EXCERPT:
--
Listeners completed a series of four trials where they could compare each of the four loudspeakers reproducing a number of times before rating each loudspeaker on an 11-point preference scale. Two different music programs were used with two observations. At the beginning of each trial, the computer randomly assigned four letters (A,B,C,D) to the loudspeakers. This meant that the loudspeaker ratings in consecutive trials were more or less independent (slide 23).

Results: High School Students Prefer More Accurate, Neutral Loudspeakers
When averaged across all listeners and programs, there was moderate-strong preference for the Infinity Primus 362 loudspeaker over the other three choices (slide 25). In the results shown in the accompanying slide, as an industry courtesy, the brands of the competitors’ loudspeakers are simply identified as Loudspeakers B,C and D.
As a group, the listeners were not able to formulate preferences among the three lower rated loudspeakers B,C, and D, which were all imperfect in different ways. For an untrained listener, sorting out these different types of imperfections and assigning consistent ratings can be a difficult task without practice and training [5].
--
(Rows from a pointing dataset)

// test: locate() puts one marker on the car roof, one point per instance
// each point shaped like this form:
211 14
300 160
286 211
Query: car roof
--
DIRECTIVES:
1. Please copy word for word the part of the loudspeaker test excerpt above that begins at the words "As a group, the" and stops after "and training [5].".
2. Resume the passage about the loudspeaker listening test from where it stops.

THE RESULTS:
1.
As a group, the listeners were not able to formulate preferences among the three lower rated loudspeakers B,C, and D, which were all imperfect in different ways. For an untrained listener, sorting out these different types of imperfections and assigning consistent ratings can be a difficult task without practice and training [5].

2.
The individual listener preferences (slide 26) reveal that 13 of the 18 listeners (72%) preferred the Infinity loudspeaker based on their ratings averaged across all programs and trials.
When comparing the student's rank ordering of the loudspeakers to those of the trained Harman listeners (slide 27), we see good agreement between the two groups. The one exception is Loudspeaker C, which the trained listeners strongly disliked. The general agreement between trained and untrained listener loudspeaker preferences illustrated in this test is consistent with previous studies where a different set of listeners and loudspeakers were used [5],[6]. As found in the previous study, the trained listeners, on average, rated each loudspeaker about 1.5 preference rating lower than the untrained listeners, and the trained listeners were more discriminating and consistent in their ratings[5],[7].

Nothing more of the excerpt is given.